---------- Entries provided

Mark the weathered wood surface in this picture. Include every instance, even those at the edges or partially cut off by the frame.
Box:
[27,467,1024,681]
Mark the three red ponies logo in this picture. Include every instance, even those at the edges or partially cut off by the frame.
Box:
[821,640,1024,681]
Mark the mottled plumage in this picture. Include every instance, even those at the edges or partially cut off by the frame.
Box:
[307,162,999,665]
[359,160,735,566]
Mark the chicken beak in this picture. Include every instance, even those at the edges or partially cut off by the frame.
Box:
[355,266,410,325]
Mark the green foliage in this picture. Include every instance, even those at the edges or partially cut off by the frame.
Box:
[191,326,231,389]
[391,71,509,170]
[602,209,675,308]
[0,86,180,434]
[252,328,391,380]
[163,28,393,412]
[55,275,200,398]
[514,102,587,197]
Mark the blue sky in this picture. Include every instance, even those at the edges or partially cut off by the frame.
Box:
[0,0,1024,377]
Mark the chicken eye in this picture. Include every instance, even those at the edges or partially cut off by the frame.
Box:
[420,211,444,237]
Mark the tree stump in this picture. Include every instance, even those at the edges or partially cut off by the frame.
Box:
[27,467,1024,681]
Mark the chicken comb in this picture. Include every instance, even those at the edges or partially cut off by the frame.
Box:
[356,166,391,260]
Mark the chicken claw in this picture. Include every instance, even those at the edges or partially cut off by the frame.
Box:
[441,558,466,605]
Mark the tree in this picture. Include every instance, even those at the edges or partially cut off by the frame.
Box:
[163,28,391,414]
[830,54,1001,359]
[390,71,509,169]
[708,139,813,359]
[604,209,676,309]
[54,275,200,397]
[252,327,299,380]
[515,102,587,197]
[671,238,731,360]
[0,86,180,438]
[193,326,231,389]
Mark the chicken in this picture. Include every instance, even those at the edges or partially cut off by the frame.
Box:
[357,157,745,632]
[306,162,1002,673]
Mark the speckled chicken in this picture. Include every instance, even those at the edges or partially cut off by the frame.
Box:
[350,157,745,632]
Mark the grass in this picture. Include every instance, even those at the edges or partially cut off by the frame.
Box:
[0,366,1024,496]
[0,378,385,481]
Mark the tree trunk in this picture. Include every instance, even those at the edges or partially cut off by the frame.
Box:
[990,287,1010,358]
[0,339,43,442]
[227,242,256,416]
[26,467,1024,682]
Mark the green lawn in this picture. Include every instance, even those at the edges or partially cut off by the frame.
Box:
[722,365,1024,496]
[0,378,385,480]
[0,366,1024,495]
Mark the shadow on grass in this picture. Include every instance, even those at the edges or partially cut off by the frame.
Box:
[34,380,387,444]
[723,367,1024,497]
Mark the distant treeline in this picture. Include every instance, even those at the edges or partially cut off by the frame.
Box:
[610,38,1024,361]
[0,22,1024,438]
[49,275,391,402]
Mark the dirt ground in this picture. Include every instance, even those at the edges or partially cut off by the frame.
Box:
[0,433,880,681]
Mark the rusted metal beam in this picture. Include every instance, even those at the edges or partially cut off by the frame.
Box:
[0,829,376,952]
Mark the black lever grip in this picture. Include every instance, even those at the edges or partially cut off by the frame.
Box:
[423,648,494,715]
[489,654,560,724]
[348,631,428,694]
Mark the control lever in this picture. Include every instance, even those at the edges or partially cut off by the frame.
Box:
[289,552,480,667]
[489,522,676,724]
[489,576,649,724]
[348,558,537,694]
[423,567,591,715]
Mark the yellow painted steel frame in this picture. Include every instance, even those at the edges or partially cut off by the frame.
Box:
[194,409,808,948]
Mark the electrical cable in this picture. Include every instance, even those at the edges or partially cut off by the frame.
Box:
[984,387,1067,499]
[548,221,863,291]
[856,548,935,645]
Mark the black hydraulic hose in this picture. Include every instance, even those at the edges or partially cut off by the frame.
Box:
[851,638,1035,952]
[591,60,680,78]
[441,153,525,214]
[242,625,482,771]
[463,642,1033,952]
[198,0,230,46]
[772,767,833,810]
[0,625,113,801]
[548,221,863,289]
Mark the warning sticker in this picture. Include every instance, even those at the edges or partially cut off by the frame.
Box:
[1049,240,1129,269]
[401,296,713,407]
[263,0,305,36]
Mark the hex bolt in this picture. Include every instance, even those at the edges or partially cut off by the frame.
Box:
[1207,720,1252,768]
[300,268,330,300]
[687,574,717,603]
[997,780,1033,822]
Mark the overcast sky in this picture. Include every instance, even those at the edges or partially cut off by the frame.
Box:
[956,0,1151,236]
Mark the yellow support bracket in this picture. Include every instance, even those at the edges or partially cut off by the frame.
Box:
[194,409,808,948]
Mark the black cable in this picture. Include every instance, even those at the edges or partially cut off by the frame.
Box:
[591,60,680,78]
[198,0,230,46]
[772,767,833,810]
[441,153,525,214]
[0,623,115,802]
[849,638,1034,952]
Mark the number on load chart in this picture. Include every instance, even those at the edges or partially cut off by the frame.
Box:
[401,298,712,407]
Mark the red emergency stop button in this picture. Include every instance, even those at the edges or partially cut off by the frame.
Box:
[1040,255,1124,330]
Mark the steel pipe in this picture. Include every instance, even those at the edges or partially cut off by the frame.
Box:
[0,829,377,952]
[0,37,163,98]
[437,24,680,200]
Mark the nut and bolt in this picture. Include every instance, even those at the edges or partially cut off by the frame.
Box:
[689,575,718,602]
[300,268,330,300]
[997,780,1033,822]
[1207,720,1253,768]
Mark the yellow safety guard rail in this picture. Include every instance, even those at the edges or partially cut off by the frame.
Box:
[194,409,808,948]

--------------------

▶ [What this task involves]:
Rewrite the material starting at the line that contains "Mark the yellow safety" and continuing through the end, replacing "guard rail" with "railing" and leaving everything else the same.

▶ [Answer for the task]:
Mark the yellow safety railing in this picture. Include every instance, even those at the edges or partially cut off by the frame.
Box:
[194,409,808,948]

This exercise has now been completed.